- **WORK TO COMPLETE**: Below are entries to examine: work out how many lines contain the word "small", and give only that number.

- **DATA TO EXAMINE**:
===============
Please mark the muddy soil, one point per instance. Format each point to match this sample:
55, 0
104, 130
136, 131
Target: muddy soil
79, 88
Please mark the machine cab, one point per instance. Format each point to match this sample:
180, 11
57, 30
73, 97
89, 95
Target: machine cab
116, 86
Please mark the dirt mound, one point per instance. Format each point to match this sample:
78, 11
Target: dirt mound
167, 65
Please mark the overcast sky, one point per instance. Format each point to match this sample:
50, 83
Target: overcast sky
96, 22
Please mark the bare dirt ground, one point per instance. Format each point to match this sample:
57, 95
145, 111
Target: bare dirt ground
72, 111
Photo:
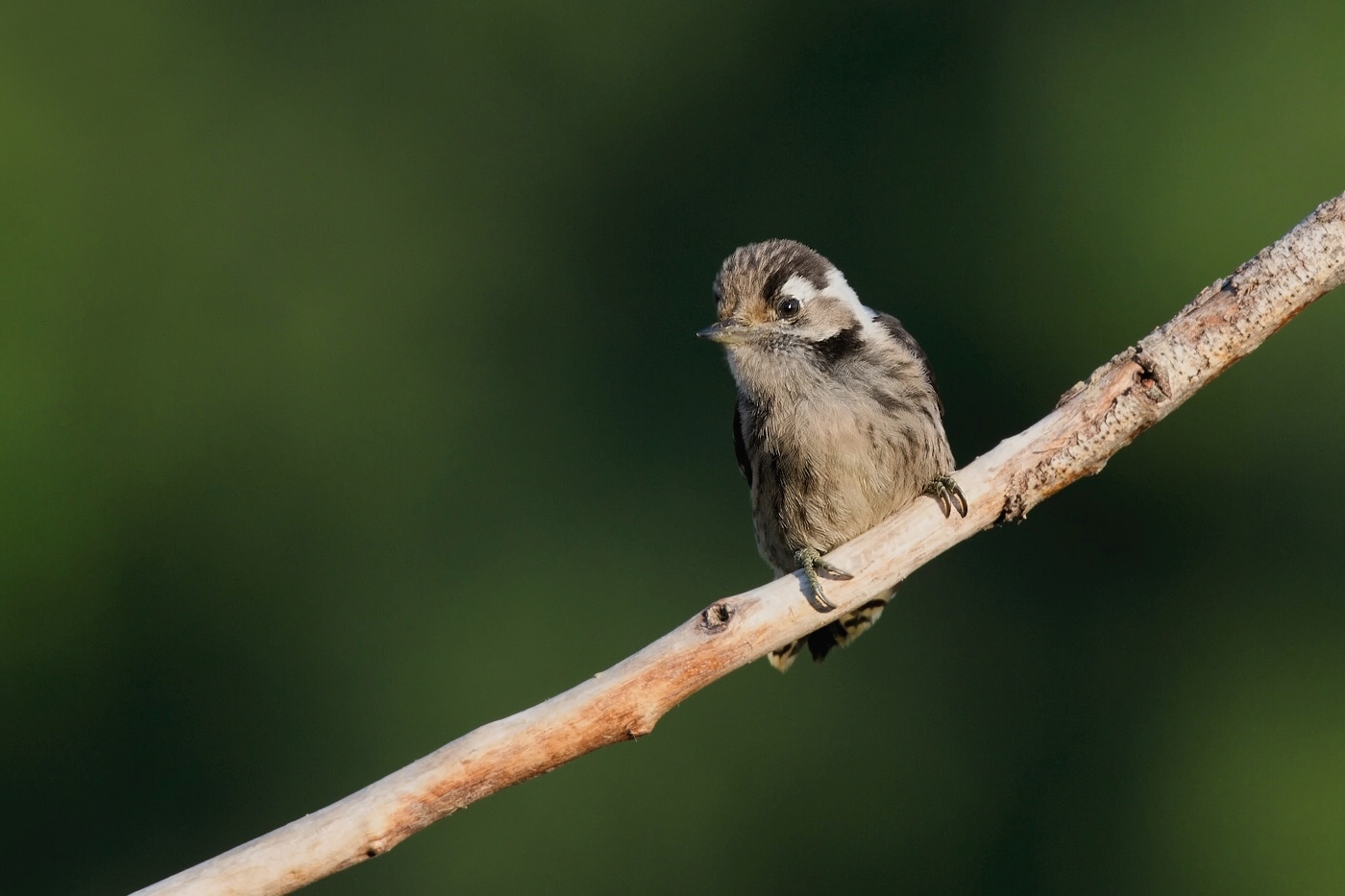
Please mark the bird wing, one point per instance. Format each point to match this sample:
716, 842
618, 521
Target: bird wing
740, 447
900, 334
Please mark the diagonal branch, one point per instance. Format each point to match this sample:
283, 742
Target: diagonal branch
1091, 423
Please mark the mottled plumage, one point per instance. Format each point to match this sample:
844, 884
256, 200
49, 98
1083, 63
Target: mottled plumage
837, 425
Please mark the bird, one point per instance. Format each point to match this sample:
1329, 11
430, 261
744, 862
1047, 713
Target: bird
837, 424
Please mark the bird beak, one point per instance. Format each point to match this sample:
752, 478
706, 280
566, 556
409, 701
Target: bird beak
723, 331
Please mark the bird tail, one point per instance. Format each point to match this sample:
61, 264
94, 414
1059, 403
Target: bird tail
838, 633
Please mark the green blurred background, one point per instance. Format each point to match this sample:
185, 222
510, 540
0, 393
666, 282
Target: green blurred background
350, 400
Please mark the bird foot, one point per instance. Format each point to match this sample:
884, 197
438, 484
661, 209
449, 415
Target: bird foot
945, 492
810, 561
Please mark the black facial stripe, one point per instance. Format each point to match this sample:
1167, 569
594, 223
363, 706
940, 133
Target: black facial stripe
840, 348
===============
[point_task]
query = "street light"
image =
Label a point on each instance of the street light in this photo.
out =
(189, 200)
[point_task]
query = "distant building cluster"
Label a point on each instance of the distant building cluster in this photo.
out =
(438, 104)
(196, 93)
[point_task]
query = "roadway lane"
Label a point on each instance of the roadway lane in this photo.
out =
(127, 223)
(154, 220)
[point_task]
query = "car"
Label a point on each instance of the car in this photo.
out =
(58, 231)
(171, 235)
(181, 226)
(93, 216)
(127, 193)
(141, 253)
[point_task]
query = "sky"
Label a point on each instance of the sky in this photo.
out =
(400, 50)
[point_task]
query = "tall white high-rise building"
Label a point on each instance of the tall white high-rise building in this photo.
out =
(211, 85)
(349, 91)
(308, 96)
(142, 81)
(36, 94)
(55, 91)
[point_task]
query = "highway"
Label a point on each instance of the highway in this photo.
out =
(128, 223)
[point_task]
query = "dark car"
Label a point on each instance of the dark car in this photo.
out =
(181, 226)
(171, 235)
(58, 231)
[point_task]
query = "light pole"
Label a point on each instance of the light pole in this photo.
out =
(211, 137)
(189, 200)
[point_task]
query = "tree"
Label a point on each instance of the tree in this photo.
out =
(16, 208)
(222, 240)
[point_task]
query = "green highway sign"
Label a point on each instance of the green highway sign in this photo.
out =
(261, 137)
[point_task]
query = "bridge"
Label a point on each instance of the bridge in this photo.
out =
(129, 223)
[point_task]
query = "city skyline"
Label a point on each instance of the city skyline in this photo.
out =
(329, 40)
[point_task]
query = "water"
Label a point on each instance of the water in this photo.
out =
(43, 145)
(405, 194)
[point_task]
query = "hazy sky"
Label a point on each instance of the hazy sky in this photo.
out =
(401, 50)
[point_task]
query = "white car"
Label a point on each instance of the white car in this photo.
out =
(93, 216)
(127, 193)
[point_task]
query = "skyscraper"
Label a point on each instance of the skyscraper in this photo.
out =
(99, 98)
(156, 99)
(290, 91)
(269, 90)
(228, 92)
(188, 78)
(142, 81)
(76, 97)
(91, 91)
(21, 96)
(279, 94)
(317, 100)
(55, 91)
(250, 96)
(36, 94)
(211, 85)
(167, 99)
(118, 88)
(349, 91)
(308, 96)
===============
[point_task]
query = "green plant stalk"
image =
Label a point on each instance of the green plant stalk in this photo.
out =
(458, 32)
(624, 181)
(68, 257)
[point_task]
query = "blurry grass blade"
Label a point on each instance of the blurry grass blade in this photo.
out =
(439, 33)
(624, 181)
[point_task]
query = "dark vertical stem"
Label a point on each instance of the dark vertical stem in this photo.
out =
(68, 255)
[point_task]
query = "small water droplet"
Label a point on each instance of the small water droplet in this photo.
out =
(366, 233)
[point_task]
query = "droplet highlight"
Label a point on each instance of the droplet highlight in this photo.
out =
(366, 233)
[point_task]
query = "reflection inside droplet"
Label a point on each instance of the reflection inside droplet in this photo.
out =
===============
- **TASK RESPONSE**: 2